Selected passage:
Studio album by Suede
- Released: 18 March 2013
- Recorded: 2012
- Genre: Alternative rock; glam pop;
- Length: 39:46
- Label: Warner Bros.
- Producer: Ed Buller

Suede chronology
| The Best of Suede (2010) | Bloodsports (2013) | Night Thoughts (2016) |

Singles from Bloodsports
- "It Starts and Ends with You" Released: 4 February 2013; "Hit Me" Released: 27 May 2013; "For the Strangers" Released: 21 October 2013;

= Bloodsports (album) =

Bloodsports is the sixth studio album by English alternative rock band Suede. It was released on 18 March 2013, via Warner Bros. Records. It is their first studio album since A New Morning in 2002.

The album was the first since Coming Up to be produced by their longtime producer Ed Buller, and also the first album to feature keyboardist Neil Codling since his departure in 2001.

==Background and production==
Frontman Brett Anderson commented that the album would sound like a cross between Dog Man Star and Coming Up. He stated that Bloodsports is "about lust, it's about the chase, it's about the endless carnal game of love. It was possibly the hardest we've ever made but certainly the most satisfying".

The band performed new material in 2011, most of which got scrapped when they went into the studio with Ed Buller, the producer of their first three albums.

==Release==
In January 2013, Suede released a free download of opening track "Barriers". The lead single, "It Starts and Ends with You", followed in February. Second single "Hit Me" was released 27 May. Third single "For the Strangers" was released in October on the same day the band released The Vinyl Collection, a box set of the band's six studio albums and b-side collection on vinyl. Bloodsports debuted on the Official UK Albums Chart at number 10, on first-week sales of 10,453 copies. It went on to sell 22,410 units after 12 weeks. A 7-inch double a-side of "Barriers"/"Animal Nitrate" was released 20 April on Record Store Day.

==Critical reception==

Bloodsports has been very well received by critics, their most acclaimed album since Coming Up in 1996. At Metacritic, which assigns a rating out of 100 to reviews from mainstream critics, the album received an average score of 80, based on 29 reviews, indicating "generally favourable reviews".

Supplied information:
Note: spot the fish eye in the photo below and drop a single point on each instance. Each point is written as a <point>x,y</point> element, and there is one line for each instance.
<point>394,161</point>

Exercise task A: According to the Bloodsports article, how many copies did the album sell in its first week on the Official UK Albums Chart?
Exercise task B: Return the stretch of the Bloodsports article from "The band performed" through "first three albums.", copied word for word.
The material was taken from a separate source.

Task answer A: 10,453 copies.

Task answer B:
The band performed new material in 2011, most of which got scrapped when they went into the studio with Ed Buller, the producer of their first three albums.